PROBLEM DESCRIPTION: Gather every line in the records below that contains the word "outline" and copy those lines out. Case counts.

-- start --

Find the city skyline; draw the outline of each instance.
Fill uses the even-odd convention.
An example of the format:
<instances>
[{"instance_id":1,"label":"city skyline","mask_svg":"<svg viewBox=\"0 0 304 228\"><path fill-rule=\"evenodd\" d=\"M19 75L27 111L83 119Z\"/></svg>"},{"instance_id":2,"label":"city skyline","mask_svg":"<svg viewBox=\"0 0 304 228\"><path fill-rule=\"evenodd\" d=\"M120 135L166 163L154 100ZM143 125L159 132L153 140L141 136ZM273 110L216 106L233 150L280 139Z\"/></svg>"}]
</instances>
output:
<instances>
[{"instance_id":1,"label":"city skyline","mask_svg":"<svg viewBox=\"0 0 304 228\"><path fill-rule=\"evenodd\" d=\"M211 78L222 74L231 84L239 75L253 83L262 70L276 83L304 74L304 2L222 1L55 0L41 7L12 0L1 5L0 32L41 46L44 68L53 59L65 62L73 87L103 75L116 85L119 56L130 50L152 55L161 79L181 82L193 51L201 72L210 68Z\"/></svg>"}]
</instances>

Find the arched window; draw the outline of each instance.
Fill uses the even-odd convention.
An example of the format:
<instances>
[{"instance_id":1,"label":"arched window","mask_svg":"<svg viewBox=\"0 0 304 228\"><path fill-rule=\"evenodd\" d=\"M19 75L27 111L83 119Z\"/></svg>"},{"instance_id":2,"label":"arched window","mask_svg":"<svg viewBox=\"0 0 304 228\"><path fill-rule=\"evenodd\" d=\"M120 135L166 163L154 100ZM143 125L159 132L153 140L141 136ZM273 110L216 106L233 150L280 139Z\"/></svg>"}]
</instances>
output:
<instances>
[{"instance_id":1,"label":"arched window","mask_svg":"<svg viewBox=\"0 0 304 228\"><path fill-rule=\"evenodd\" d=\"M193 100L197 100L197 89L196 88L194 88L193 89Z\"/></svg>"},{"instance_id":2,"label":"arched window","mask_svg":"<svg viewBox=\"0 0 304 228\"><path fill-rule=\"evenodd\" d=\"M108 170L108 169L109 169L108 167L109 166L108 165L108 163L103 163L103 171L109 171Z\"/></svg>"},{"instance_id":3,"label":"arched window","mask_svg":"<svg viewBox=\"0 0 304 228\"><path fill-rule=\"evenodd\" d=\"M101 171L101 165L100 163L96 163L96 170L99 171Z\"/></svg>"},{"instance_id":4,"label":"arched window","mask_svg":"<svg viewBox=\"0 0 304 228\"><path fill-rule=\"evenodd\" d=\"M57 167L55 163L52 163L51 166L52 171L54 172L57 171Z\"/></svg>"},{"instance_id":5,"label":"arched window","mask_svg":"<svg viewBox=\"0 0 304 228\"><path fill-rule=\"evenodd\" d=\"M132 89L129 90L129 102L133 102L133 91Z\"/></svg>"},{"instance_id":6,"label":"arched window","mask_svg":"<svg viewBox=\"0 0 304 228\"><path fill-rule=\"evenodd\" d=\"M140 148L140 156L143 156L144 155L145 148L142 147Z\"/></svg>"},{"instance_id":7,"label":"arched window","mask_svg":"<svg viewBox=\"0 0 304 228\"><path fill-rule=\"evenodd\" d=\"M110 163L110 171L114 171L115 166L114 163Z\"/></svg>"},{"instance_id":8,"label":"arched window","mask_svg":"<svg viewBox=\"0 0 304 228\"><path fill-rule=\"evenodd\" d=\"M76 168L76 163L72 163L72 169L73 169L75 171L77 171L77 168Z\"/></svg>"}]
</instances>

-- end --
-- start --

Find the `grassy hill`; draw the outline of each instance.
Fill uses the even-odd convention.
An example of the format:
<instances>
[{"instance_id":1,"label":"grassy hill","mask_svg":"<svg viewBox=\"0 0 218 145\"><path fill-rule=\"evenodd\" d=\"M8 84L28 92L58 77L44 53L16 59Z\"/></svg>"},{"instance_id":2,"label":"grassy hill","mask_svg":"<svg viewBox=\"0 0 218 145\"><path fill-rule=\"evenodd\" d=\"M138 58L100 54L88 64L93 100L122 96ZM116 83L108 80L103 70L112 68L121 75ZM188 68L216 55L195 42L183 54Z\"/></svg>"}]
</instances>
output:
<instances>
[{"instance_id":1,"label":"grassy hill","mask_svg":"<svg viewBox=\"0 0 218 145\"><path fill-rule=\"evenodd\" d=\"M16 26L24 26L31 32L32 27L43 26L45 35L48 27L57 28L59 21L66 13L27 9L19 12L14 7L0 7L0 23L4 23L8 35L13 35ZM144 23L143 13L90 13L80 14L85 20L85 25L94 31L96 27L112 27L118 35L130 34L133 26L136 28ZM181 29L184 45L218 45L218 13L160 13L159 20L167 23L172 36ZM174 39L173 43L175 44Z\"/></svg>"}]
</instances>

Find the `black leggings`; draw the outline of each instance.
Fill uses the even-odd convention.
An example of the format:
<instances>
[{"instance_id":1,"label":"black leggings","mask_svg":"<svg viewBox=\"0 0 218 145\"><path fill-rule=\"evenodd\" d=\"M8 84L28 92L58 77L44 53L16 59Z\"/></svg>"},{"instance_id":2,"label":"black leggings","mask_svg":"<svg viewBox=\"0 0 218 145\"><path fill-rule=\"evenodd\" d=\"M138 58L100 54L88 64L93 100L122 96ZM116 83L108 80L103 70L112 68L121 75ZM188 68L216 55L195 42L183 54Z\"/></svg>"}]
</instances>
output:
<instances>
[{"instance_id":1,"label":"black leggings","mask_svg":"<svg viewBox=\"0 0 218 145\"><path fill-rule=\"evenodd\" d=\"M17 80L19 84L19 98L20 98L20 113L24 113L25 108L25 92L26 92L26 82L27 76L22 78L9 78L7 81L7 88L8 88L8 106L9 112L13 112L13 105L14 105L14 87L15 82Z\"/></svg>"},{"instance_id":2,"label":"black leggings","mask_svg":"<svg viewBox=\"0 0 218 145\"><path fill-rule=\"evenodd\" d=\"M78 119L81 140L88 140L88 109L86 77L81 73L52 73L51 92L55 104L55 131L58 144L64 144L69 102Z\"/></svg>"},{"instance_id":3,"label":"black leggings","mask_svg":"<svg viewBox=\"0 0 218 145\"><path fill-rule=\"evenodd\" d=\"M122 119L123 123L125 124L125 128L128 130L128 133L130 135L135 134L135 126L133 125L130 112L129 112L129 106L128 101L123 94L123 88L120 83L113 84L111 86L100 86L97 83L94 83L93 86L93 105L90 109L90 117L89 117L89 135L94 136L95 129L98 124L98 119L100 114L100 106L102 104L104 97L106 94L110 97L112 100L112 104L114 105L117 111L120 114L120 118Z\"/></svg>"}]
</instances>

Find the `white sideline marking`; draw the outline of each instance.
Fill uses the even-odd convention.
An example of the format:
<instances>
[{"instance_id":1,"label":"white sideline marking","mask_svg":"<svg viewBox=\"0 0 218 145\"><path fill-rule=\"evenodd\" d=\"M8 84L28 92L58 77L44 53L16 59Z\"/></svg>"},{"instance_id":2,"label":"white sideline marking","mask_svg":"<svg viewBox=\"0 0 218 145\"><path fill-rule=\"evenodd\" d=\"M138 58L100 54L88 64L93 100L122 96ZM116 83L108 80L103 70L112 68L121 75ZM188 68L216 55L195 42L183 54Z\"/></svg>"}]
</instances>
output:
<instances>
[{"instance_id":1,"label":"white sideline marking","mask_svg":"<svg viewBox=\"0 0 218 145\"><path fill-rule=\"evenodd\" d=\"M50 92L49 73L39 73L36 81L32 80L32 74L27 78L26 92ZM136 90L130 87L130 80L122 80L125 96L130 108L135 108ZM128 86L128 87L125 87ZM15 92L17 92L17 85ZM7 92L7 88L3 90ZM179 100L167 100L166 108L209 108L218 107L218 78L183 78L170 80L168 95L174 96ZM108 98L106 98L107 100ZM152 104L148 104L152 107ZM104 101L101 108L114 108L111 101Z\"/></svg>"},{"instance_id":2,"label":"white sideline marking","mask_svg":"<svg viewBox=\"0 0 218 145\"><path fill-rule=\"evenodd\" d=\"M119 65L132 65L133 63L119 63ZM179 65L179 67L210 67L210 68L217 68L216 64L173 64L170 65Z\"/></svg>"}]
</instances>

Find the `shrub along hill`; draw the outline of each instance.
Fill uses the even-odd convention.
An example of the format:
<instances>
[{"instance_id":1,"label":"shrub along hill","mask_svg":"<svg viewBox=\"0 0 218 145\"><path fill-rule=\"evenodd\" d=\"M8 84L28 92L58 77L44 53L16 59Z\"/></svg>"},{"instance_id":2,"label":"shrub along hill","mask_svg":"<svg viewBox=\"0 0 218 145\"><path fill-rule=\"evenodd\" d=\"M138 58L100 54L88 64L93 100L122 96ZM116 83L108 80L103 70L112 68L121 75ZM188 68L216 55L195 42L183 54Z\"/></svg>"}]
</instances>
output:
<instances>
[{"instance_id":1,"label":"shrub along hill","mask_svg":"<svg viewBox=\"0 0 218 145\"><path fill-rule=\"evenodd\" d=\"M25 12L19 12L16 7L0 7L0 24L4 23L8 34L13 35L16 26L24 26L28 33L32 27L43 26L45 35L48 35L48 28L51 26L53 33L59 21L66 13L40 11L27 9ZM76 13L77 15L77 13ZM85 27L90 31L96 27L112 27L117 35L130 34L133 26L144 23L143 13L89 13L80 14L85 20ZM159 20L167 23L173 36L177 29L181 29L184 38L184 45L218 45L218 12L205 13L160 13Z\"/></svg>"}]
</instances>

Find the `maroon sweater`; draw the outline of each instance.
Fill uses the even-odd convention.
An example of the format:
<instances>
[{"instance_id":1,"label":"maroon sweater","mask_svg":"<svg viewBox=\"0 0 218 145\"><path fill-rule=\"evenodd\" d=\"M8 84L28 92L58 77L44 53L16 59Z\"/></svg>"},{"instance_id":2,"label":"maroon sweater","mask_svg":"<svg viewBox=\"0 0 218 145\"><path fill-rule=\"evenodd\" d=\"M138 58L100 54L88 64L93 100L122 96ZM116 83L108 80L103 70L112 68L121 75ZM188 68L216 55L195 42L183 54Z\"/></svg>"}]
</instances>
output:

-- end --

EXERCISE OUTPUT:
Find the city skyline; draw the outline of each instance.
Find the arched window; draw the outline of each instance.
Find the `grassy hill`; draw the outline of each instance.
Find the `black leggings`; draw the outline of each instance.
Find the `white sideline marking`; draw the outline of each instance.
Find the `shrub along hill`; draw the outline of each instance.
Find the `maroon sweater`; draw the outline of each instance.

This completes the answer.